■ Instructions to follow ■
For this exercise, transcribe the records below without changing a word.
· · ·
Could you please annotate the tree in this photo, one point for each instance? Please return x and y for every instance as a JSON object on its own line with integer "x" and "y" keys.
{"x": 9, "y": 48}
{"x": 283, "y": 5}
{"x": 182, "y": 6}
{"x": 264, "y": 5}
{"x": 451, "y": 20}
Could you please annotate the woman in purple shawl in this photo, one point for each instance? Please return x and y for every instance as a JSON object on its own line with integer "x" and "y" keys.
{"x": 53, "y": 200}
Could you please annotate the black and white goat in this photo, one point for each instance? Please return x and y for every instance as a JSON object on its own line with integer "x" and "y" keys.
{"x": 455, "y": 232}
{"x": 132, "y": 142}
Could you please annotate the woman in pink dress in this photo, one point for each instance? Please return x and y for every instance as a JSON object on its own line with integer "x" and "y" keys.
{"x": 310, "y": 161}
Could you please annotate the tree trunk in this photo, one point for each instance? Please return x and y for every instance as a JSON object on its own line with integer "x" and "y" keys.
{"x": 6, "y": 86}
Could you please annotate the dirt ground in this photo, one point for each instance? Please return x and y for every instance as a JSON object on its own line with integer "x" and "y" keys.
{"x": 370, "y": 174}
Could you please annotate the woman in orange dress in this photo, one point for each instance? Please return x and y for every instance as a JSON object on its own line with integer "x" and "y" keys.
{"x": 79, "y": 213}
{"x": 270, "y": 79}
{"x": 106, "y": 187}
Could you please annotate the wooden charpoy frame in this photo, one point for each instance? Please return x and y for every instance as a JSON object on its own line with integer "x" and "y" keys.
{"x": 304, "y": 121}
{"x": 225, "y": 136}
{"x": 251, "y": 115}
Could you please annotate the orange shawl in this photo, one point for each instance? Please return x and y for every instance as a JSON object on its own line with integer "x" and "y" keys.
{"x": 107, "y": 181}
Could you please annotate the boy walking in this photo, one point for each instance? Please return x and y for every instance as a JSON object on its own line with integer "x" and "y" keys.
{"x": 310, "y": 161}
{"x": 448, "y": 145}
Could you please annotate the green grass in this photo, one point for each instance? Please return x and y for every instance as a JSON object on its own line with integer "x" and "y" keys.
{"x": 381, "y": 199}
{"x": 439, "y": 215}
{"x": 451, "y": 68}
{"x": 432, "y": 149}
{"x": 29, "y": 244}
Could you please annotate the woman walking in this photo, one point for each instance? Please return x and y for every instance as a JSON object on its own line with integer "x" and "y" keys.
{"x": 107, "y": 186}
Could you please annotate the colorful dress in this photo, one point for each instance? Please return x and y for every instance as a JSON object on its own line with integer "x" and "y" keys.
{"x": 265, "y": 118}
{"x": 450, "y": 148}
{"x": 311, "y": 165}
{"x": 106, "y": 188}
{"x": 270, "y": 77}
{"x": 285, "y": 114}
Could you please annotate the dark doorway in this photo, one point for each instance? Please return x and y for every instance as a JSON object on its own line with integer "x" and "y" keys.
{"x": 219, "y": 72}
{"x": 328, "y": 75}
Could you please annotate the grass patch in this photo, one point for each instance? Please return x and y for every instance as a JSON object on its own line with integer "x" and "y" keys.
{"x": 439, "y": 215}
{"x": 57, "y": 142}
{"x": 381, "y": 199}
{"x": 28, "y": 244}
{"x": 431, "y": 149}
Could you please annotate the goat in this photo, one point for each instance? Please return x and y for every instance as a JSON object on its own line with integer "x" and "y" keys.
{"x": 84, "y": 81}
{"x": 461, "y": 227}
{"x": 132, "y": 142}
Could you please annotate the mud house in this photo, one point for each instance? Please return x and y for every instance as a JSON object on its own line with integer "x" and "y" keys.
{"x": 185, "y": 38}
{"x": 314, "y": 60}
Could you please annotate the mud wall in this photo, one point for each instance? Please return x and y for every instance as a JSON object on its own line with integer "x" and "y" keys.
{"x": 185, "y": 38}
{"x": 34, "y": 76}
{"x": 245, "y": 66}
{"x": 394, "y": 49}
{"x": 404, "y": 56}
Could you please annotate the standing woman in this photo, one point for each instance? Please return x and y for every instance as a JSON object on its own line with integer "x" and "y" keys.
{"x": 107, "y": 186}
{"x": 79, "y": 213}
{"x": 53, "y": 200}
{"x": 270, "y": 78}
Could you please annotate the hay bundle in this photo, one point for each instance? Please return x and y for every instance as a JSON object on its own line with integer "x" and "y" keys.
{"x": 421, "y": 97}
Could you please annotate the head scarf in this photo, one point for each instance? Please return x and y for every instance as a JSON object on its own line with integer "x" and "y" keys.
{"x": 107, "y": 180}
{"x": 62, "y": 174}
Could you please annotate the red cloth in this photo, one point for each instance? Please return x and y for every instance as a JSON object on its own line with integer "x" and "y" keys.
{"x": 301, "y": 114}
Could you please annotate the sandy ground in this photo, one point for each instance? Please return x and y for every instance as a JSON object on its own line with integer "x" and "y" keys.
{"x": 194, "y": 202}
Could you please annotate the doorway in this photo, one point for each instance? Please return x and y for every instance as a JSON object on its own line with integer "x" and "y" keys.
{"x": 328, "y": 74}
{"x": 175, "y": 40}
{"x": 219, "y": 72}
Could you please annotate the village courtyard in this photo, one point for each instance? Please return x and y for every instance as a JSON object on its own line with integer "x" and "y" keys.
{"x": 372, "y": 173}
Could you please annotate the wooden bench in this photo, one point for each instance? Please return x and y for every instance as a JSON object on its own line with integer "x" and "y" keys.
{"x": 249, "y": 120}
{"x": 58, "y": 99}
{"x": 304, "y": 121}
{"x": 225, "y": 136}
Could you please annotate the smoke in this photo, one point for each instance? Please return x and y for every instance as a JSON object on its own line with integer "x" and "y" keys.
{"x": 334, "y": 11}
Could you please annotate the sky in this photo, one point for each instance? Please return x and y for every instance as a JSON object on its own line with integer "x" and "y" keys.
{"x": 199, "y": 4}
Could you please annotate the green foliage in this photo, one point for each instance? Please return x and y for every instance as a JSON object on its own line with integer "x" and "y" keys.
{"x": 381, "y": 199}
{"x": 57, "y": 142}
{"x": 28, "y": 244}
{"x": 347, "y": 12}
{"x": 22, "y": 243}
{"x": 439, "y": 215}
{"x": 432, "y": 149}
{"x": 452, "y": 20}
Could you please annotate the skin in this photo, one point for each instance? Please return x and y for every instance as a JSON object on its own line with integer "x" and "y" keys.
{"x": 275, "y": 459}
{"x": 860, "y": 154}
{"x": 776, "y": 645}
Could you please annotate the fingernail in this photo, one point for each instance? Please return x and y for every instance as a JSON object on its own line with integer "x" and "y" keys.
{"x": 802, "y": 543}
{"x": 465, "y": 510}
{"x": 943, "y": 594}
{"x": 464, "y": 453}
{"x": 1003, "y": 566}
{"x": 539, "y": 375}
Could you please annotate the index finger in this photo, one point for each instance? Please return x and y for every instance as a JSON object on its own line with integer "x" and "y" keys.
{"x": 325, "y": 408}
· · ·
■ Task answer ■
Could you please annotate the tree in this photo, one point for each instance? Please return x and y for every instance as a JSON object on its own line with integer "x" and "y" keys.
{"x": 9, "y": 48}
{"x": 283, "y": 5}
{"x": 182, "y": 6}
{"x": 264, "y": 5}
{"x": 451, "y": 20}
Could you please annotate the woman in purple shawl in this photo, one point for each instance? Please return x and y for every instance as a JSON object on its own line with integer "x" and "y" keys.
{"x": 53, "y": 200}
Could you please annotate the black and white goat in this photo, one point for each instance? Please return x and y for every instance as a JSON object on its own line with integer "x" and "y" keys.
{"x": 455, "y": 232}
{"x": 132, "y": 142}
Could you please annotate the woman in pink dress in this photo, one point for each instance? Please return x and y for every instance as a JSON object on its own line with integer "x" and "y" keys.
{"x": 310, "y": 161}
Could you please annotate the tree trunk in this photo, one point for each instance? Please return x and y for every instance as a JSON object on its own line with integer "x" and "y" keys.
{"x": 6, "y": 86}
Could you please annotate the dirt ground in this photo, one point for each instance? Please return x and y for every instance as a JSON object on its own line with integer "x" and "y" keys.
{"x": 370, "y": 174}
Could you please annotate the woman in orange dress in this photo, one point for each instance? Please return x and y for every instance as a JSON object on its own line with integer "x" and "y" keys.
{"x": 79, "y": 213}
{"x": 270, "y": 79}
{"x": 106, "y": 187}
Could you please annotate the wooden charpoy frame in this photo, one point for each instance? Please return x and y for every instance as a JSON object on its own line with integer "x" and "y" keys.
{"x": 304, "y": 121}
{"x": 225, "y": 136}
{"x": 251, "y": 115}
Could you please annotate the orange shawl in this photo, one point for each instance? Please return x and y for every instance as a JSON object on its own line with integer "x" and "y" keys.
{"x": 107, "y": 181}
Could you please annotate the boy walking in this photo, one point for each instance? Please return x and y for every instance as a JSON object on its own line with integer "x" and "y" keys.
{"x": 310, "y": 161}
{"x": 448, "y": 145}
Could you please annotate the green grass in this photo, one point for each instance? Please return x and y for every instance as a JSON object on its own line with integer "x" and "y" keys.
{"x": 381, "y": 199}
{"x": 439, "y": 215}
{"x": 451, "y": 68}
{"x": 432, "y": 149}
{"x": 29, "y": 244}
Could you please annotate the woman walking in this photo, one point for each instance? Please return x and y for every instance as a JSON object on its own line with integer "x" and "y" keys.
{"x": 107, "y": 186}
Could you please annotate the colorful dress in this photo, one point for each instance? Please return x and y for every instance as a JSON object on its own line with integer "x" and "y" keys.
{"x": 265, "y": 118}
{"x": 450, "y": 148}
{"x": 311, "y": 165}
{"x": 106, "y": 188}
{"x": 270, "y": 77}
{"x": 285, "y": 114}
Could you please annotate the dark doorway in this photo, one point for each instance? Please return x and y for every instance as a JSON object on its own line with integer "x" and "y" keys.
{"x": 219, "y": 72}
{"x": 328, "y": 75}
Could you please annotate the grass patch in this photo, one point for each instance? Please return x and y for every instance as a JSON object on its own line with integer "x" and "y" keys.
{"x": 439, "y": 215}
{"x": 57, "y": 142}
{"x": 381, "y": 199}
{"x": 28, "y": 244}
{"x": 431, "y": 149}
Could you please annotate the goat in this photo, one point for each instance? Please return x and y for every instance as a JSON object on its own line with integer "x" and "y" keys.
{"x": 84, "y": 81}
{"x": 461, "y": 227}
{"x": 132, "y": 142}
Could you please annotate the mud house in this photo, one point for each instance? Please return x and y for every instance as a JSON object on its own line with integer "x" and "y" keys.
{"x": 185, "y": 38}
{"x": 314, "y": 60}
Could you please annotate the mud wall in this photo, one point for each instance? Please return x and y for every instance as a JSON object on its own line with integer "x" and "y" keys.
{"x": 185, "y": 38}
{"x": 34, "y": 76}
{"x": 245, "y": 66}
{"x": 394, "y": 49}
{"x": 404, "y": 56}
Could you please annotate the standing woman in this photo, one point for each instance? Please return x and y for every instance as a JSON object on its own line with integer "x" and "y" keys.
{"x": 107, "y": 186}
{"x": 79, "y": 213}
{"x": 53, "y": 200}
{"x": 270, "y": 78}
Could you please annotate the hay bundle in this photo, one point for each instance? Please return x and y for every instance as a JSON object on its own line with integer "x" and "y" keys.
{"x": 421, "y": 97}
Could you please annotate the head scarf in this photo, one point for each instance? Please return x and y for every instance as a JSON object on its own line with integer "x" and "y" keys.
{"x": 107, "y": 180}
{"x": 62, "y": 174}
Could you please annotate the red cloth in this photo, one point for each instance? Please return x and y for every instance as a JSON object on its own line with integer "x" and "y" keys.
{"x": 301, "y": 114}
Could you please annotate the sandy ground in this photo, one point for each instance? Please return x and y for every instance as a JSON object on its own line with integer "x" and "y" keys.
{"x": 194, "y": 202}
Could you please annotate the doorway in this photo, one point for each instance? Please return x and y for every instance as a JSON object on its own line with integer "x" and "y" keys.
{"x": 328, "y": 74}
{"x": 175, "y": 40}
{"x": 219, "y": 72}
Could you please annotate the village courtyard in this photo, one point for each instance? Please return x and y for every instance as a JSON object on its own line with integer "x" and "y" keys.
{"x": 372, "y": 173}
Could you please annotate the wooden bench in this photo, one point for each instance? Please return x and y for every instance as a JSON object on its own line with integer "x" and "y" keys.
{"x": 249, "y": 120}
{"x": 58, "y": 99}
{"x": 304, "y": 121}
{"x": 225, "y": 136}
Could you please annotate the smoke in this photo, one point for each instance? Please return x and y for every instance as a JSON object on its own line with integer "x" and "y" keys.
{"x": 334, "y": 11}
Could you please annotate the sky in this photo, one point for each instance? Please return x and y for every instance as a JSON object on its own line with integer "x" and "y" keys.
{"x": 199, "y": 4}
Could you please annotate the green foliage in this photo, one point for each instance? Please return x and y for every instance as a JSON object on its own line with integer "x" and "y" keys.
{"x": 381, "y": 199}
{"x": 57, "y": 142}
{"x": 28, "y": 244}
{"x": 347, "y": 12}
{"x": 22, "y": 243}
{"x": 439, "y": 215}
{"x": 432, "y": 149}
{"x": 452, "y": 20}
Could you please annotate the skin in this photo, one point for each instance? Please return x and y for every instance as a JSON object on its own line with integer "x" and "y" keys.
{"x": 275, "y": 459}
{"x": 860, "y": 154}
{"x": 776, "y": 645}
Could you please annotate the fingernail in this photo, one point for each instance? Please return x and y for every instance as a JSON object on its own line with integer "x" and "y" keys.
{"x": 802, "y": 543}
{"x": 465, "y": 510}
{"x": 943, "y": 594}
{"x": 464, "y": 453}
{"x": 1003, "y": 566}
{"x": 539, "y": 375}
Could you please annotate the index finger in this photo, one point for each instance? Please return x and y for every instance as a JSON object on its own line with integer "x" and "y" keys.
{"x": 325, "y": 408}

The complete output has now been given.